11. — Les Comédiens Français ont donné hier la première représentation d’une comédie nouvelle en vers et en trois actes, intitulée le Mariage interrompu. Ce drame, peu annoncé et même placé sur l’affiche en petits caractères et avec une modestie extraordinaire, avait attiré peu de monde. Il a été bien reçu. C’est une comédie dans le genre antique. Un valet intrigant fait la cheville ouvrière de la pièce. C’est un pendard du premier ordre, un chef-d’œuvre de forfanterie, le scélérat le plus gai, qui anime toute la scène et écrase les autres personnages. Le plan de l’ouvrage n’est pas grand’chose, du reste ; mais au total cette comédie est dans le vrai ton, amusante, courte, sans épisode, sans tirades, et marchant toujours à l’événement, malgré la complication d’embarras de toute espèce, que forme infatigablement le héros de l’intrigue, c’est-à-dire le valet. On a demandé l’auteur, qui a paru : c’est M. Cailhava d’Estandoux, déjà connu par deux comédies.

14. — Le roi faisait compliment à un seigneur de la cour sur le bel habit qu’il avait pour le gala indiqué au jour des noces de M. le duc de Chartres ; il en admirait le goût, l’élégance et la richesse : « Ah ! Sire, cela se doit, » lui répondit-il.

* Liste *
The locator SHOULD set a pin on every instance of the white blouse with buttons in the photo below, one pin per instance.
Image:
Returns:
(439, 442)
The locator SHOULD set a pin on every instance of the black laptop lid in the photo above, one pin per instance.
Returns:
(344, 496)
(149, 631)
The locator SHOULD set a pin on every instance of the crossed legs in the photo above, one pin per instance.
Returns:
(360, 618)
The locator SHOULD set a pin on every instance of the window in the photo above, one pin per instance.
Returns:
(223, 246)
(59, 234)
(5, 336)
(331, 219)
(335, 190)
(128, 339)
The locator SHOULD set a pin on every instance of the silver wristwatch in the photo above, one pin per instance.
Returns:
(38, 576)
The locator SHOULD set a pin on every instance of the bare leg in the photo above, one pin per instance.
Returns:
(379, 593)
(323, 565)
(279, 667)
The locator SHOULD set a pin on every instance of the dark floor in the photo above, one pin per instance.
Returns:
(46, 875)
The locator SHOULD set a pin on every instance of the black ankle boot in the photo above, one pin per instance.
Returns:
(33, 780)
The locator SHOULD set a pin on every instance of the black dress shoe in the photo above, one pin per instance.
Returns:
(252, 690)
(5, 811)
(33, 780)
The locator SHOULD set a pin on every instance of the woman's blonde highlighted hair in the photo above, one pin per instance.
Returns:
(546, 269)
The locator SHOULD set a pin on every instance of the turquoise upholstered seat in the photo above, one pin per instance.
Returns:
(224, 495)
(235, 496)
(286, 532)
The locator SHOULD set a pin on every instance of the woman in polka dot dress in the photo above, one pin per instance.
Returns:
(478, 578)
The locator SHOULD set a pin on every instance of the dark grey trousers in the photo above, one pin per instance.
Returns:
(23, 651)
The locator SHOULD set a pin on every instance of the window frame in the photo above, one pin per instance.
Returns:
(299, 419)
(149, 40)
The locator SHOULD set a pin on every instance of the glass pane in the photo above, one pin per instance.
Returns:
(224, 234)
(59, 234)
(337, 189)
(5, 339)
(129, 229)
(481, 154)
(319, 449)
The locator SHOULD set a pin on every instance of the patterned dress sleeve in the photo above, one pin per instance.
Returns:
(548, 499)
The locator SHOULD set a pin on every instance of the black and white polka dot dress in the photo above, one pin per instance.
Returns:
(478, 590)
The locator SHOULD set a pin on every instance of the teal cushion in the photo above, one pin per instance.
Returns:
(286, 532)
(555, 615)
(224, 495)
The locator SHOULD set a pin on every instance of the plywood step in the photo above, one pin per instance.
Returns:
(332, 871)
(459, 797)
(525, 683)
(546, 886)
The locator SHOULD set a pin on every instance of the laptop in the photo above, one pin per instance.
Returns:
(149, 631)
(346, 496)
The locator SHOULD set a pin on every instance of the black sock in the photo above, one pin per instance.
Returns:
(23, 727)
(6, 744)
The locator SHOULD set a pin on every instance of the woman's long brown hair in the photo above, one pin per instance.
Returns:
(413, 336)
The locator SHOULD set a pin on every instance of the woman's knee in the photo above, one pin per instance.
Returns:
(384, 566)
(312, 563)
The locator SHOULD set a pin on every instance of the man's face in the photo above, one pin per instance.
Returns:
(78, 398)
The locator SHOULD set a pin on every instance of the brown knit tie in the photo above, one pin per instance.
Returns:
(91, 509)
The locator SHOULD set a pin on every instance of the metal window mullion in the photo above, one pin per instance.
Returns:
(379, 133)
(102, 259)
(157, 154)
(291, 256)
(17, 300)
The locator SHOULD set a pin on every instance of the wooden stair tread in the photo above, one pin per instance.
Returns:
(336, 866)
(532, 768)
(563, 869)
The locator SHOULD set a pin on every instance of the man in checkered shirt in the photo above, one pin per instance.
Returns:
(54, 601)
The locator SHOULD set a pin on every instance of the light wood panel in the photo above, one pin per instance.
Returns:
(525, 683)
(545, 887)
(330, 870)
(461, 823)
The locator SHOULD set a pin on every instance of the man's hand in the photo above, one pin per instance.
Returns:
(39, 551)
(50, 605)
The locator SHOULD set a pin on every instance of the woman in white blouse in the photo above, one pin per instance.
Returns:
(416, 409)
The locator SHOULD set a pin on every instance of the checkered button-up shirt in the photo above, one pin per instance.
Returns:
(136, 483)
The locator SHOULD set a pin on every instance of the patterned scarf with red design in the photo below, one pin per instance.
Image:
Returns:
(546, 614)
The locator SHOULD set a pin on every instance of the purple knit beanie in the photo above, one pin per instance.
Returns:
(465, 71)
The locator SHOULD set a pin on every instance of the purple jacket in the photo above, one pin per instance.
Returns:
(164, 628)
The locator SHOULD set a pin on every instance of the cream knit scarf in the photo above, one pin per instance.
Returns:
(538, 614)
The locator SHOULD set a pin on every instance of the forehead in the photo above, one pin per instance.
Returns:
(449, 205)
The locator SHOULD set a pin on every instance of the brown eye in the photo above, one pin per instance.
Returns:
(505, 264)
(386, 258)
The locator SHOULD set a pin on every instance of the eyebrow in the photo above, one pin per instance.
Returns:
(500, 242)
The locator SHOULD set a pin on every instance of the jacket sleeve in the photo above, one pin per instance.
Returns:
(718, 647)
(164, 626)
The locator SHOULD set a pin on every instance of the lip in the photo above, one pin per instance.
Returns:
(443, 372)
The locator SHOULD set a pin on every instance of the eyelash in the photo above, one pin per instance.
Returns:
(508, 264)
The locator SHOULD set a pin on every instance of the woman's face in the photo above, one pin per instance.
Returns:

* À faire *
D’après le texte proposé, qui est l’auteur de la comédie intitulée le Mariage interrompu ?

* Solution *
M. Cailhava d’Estandoux.